**** Input for this task
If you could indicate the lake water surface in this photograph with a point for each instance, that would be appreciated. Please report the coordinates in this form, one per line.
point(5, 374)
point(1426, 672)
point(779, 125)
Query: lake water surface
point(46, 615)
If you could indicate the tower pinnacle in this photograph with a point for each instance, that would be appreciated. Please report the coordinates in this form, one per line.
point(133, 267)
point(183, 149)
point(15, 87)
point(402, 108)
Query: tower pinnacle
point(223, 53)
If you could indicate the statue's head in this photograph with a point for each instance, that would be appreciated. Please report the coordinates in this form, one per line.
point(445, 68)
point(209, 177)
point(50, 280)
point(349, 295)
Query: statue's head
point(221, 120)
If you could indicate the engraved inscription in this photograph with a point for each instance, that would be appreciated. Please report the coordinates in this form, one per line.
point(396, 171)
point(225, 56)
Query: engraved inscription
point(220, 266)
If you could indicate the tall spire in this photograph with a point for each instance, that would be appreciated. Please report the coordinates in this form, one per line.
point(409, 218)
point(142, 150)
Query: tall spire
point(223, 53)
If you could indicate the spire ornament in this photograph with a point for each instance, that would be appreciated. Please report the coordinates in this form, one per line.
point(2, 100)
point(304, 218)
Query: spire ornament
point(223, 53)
********
• Prompt
Reproduce the listing above line for line, changing nothing.

• Solution to this problem
If you could indicate the lake water surface in this photograph with a point for each instance, that would be appreciated. Please report the coordinates in this form, one per line.
point(5, 374)
point(1426, 672)
point(779, 125)
Query: lake water surface
point(46, 615)
If you could indicate the tower pinnacle in this photograph with a point for each instance, that would be appreciated. Please report the coordinates in this form, one per line.
point(133, 267)
point(183, 149)
point(15, 87)
point(402, 108)
Query: tower pinnacle
point(223, 53)
If you could indicate the statue's head in this photograph with a point for each instance, that would be appreciated. Please report the coordinates in this form, one per line.
point(445, 68)
point(209, 177)
point(50, 280)
point(349, 295)
Query: statue's head
point(221, 120)
If you could indicate the engraved inscription in this photograph with a point for each instance, that would be appreciated. Please report the coordinates in this form, one per line.
point(396, 171)
point(225, 56)
Query: engraved inscription
point(220, 266)
If you could indicate the tall spire in this photograph with a point for each instance, that would be appreciated. Please report the coordinates in this form, one per line.
point(409, 218)
point(142, 150)
Query: tall spire
point(223, 53)
If you could indicate the spire ornament in this photograph with a point for each instance, that would be appreciated. Please report the coordinates in this form, one per line.
point(2, 100)
point(304, 218)
Query: spire ornament
point(223, 53)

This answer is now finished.